What is expected: Nothing may be dropped or altered: reproduce all the data.

Dataset records:
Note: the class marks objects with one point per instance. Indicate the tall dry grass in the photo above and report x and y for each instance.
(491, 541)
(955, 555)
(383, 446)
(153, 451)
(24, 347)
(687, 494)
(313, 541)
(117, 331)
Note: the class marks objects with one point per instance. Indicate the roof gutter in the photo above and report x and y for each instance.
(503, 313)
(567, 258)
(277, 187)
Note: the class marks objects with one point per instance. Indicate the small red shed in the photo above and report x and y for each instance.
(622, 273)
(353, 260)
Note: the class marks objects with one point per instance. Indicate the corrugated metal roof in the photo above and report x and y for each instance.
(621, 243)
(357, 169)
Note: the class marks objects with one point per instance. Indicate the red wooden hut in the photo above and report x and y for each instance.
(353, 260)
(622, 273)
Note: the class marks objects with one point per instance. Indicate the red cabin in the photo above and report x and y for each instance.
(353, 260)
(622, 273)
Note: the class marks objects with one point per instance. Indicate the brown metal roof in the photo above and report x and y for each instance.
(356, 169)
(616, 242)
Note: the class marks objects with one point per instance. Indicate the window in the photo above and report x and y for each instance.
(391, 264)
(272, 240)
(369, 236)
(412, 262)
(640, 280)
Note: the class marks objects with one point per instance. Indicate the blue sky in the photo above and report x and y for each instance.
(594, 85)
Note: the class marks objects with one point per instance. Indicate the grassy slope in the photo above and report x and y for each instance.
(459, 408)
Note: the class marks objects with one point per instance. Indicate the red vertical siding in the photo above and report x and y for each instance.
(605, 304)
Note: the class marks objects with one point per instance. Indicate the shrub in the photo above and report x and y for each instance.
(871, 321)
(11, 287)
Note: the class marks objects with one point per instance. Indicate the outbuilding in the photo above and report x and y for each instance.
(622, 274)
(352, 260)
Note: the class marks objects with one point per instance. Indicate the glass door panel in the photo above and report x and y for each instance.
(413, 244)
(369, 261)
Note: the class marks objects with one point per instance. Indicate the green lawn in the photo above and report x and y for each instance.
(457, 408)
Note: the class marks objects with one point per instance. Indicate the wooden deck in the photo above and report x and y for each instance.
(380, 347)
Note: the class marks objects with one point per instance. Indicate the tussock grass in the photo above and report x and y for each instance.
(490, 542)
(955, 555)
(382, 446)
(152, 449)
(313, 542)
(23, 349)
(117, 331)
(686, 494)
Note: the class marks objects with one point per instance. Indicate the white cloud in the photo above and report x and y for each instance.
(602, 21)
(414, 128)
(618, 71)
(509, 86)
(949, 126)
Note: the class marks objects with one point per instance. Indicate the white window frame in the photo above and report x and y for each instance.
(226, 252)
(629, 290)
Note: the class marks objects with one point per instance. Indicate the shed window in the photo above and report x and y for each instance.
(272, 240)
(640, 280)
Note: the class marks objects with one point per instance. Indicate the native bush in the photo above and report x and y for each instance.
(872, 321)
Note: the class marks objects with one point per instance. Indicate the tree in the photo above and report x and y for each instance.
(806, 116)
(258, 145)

Result:
Note: the class marks objects with one point per instance. Indicate the tall dry grass in the photo above and report x and y for each instance.
(491, 541)
(955, 555)
(383, 446)
(153, 451)
(24, 347)
(687, 494)
(313, 541)
(117, 331)
Note: the class marks objects with one point per instance. Indicate the roof gutter in the photo above and report x and y for each instance.
(503, 313)
(567, 258)
(277, 187)
Note: the class marks objects with one point per instance. Indicate the small red shed in the photo above and report x and y for each instance.
(622, 273)
(353, 260)
Note: the class marks objects with one point per instance. Indicate the corrugated metal roof in the photo above and report x and y for each instance.
(621, 243)
(357, 169)
Note: the class marks objects with one point per instance. Indicate the red wooden hut in the photo above and report x and y for each instance.
(353, 260)
(622, 273)
Note: the class marks objects with one point per instance. Indicate the red cabin in the photo above and report x and y for each instance.
(353, 260)
(622, 273)
Note: the class marks objects with one point per instance. Indicate the brown metal roof in the photo above and report x and y for each instance.
(356, 169)
(616, 242)
Note: the class marks objects with one point per instance. Indicate the window in the photo above and report x and y for each instance.
(391, 264)
(272, 240)
(369, 236)
(412, 262)
(640, 280)
Note: the class marks objects with one point per instance. Indicate the blue sky in the photo above and report x and y for each instance.
(594, 85)
Note: the class marks objects with one point per instance. Indicate the grassy slope in the photo above and report x and y for each instance.
(459, 408)
Note: the class marks objects with one point per instance. Indicate the red vertical siding in the photo above and report x and y for each instance.
(605, 304)
Note: the class marks objects with one point per instance. Indicate the shrub in the photo above and report x and y for each instance.
(871, 321)
(11, 287)
Note: the class marks objects with one point per instance. Indicate the outbuilding in the photo above and report x and y for each instance.
(622, 274)
(352, 260)
Note: the class marks objects with one point per instance. Indicate the glass door panel in the photo above and report x and y for each instance.
(413, 244)
(369, 261)
Note: the class marks objects with one point per instance. Indicate the green lawn in the photo above and report x and y for each instance.
(457, 408)
Note: the class marks objects with one point per instance. Indicate the wooden deck in the photo above and report x and y for each instance.
(380, 347)
Note: the class marks objects with one point per instance. Indicate the tussock grass in the photo above and report x and y for each instance.
(490, 542)
(955, 555)
(382, 446)
(152, 449)
(313, 542)
(23, 349)
(117, 331)
(686, 494)
Note: the class marks objects with one point per instance. Indicate the white cloud in the photo above and report x and y for each instance.
(602, 21)
(414, 128)
(618, 71)
(509, 86)
(949, 126)
Note: the class marks objects with one point per instance. Indicate the white window frame in the photo above and report x and y for each instance.
(226, 252)
(629, 290)
Note: the class marks objects with one point per instance. Indicate the shed window in the photo above and report x and y for each instance.
(272, 240)
(640, 280)
Note: the class marks objects with one point per instance. Indicate the native bush in the photo above and report x and y for each instance.
(872, 321)
Note: the class marks objects with one point per instance. Indicate the tree in the photo above and report x and y for each instance.
(806, 116)
(258, 145)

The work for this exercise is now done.